## Extrait du document
---
Ashot ou la famille recomposée

Aujourd'hui, Margarit, travailleur social pour MSF en Arménie, m'emmène rendre visite à Ashot, un patient atteint de tuberculose. Ashot habite dans un village proche de la frontière turque. Armen conduit vers l'ouest, nous laissons Yérévan derrière nous, et le mont Ararat domine le paysage.

Ashot partage sa maison avec son fils et sa famille mais Ashot et ses enfants ne s'entendent pas bien et il ne rentre chez lui que pour dormir. Il passe ses journées chez un voisin et c'est là que nous allons le rencontrer. Garush nous accueille et je vais bientôt découvrir qu'il est plus qu'un simple voisin pour Ashot. Garush ressemble à Charles Aznavour plus jeune, du moins tel que je m'en rappelle. Nous nous installons autour de la table, à l'ombre d'une pergola face au jardin. L'épouse de Garush, Alina, apporte du café, des pâtisseries et du chocolat. La journée est ensoleillée et les arbres fruitiers sont déjà en fleurs. Les oiseaux chantent.

Ashot est réservé et Garush entretient la conversation. Il nous raconte avec fierté que son fils de 15 ans, qui fait parti d'une organisation paramilitaire, vient juste de gagner une médaille lors d'une compétition de tir. Il a fini troisième sur trois milles participants. Alina va dans la maison et revient avec la veste d'uniforme de son fils pour nous montrer toutes ses médailles. L'armée est un élément essentiel en Arménie. Garush explique qu'il a fait son service militaire dans l'armée soviétique et combattu en Afghanistan. Il nous montre une photo de lui, jeune homme en débardeur blanc et aux muscles saillants, fusil mitrailleur dans les mains. Il s'exclame en riant: "Rambo!". Certaines références n'ont pas de frontière. Le ton de Garush change quand il nous raconte qu'Alina a perdu son frère qui combattait dans l'armée russe en Abkhazie, pendant la guerre contre la Géorgie dans les années 90. Cela me rappelle les ruines que j'ai vu là-bas. L'Arménie n'est pas en paix, ni avec son passé -le génocide hante toujours les esprits -, ni aujourd'hui - en conflit avec l’Azerbaïdjan voisin. Dans toute la région, l'histoire est une plaie béante qui ne semble pouvoir cicatriser.

Ashot s'ouvre petit à petit et je le questionne au sujet de sa canne. Il a fait une chute il y a un an et son genou cassé a été soigné. Il est tombé à nouveau il a deux mois et il a encore des points de suture vers le sommet du crâne. Il a fait une commotion cérébrale et a depuis des problèmes de mémoire. Je lui demande de me raconter son histoire et il répond en une phrase: "Mes parents son morts quand j'avais trois ans, ma femme est morte en 1996, j'ai deux filles, un fils et dix petits enfants". La famille est un sujet sensible que nous laissons de côté pour parler de la tuberculose.
---
Données recueillies
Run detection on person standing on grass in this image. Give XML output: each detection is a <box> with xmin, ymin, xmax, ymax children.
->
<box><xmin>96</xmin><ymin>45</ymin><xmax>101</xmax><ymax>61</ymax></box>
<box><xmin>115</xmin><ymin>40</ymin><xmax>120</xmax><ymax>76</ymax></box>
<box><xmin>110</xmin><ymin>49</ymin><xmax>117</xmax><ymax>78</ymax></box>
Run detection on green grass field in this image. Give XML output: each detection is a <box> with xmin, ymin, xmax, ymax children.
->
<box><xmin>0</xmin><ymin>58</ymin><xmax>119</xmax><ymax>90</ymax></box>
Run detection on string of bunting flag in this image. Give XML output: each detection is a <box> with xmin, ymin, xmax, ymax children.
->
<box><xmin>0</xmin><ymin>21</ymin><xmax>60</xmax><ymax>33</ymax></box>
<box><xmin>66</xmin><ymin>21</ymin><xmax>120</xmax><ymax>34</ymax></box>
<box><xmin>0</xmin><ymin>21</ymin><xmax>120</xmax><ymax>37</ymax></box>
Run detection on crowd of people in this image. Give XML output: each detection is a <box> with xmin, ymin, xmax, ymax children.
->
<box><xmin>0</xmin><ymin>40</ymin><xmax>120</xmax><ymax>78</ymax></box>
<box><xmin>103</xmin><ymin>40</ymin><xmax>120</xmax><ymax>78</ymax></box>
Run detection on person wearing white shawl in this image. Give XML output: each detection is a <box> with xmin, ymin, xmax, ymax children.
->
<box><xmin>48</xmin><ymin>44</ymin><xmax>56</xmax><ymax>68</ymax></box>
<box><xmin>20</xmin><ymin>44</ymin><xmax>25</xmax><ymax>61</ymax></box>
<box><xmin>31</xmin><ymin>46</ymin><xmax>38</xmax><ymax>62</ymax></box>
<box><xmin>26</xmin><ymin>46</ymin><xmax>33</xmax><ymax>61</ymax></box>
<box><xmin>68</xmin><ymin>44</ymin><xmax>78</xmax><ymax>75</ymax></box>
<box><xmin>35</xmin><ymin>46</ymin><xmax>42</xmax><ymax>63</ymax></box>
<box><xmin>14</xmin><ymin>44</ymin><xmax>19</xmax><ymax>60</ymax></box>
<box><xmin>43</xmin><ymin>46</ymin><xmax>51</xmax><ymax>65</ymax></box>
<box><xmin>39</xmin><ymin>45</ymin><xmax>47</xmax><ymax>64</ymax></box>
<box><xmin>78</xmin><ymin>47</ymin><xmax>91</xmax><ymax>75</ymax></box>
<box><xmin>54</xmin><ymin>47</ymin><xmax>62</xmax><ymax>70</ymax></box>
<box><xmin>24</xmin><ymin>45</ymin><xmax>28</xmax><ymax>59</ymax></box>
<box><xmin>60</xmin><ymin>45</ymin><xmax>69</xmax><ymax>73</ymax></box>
---
## Série d'exercices
- A) Dans le récit sur Ashot, où Ashot passe-t-il ses journées ?
- B) Recopiez mot pour mot le passage du récit sur Ashot qui va de "Aujourd'hui, Margarit, travailleur" jusqu'à "domine le paysage.", ces deux bouts compris.
Répondez en vous servant uniquement du récit sur Ashot.

## Réponses de l'exercice
- A) Chez un voisin, Garush.

- B)
Aujourd'hui, Margarit, travailleur social pour MSF en Arménie, m'emmène rendre visite à Ashot, un patient atteint de tuberculose. Ashot habite dans un village proche de la frontière turque. Armen conduit vers l'ouest, nous laissons Yérévan derrière nous, et le mont Ararat domine le paysage.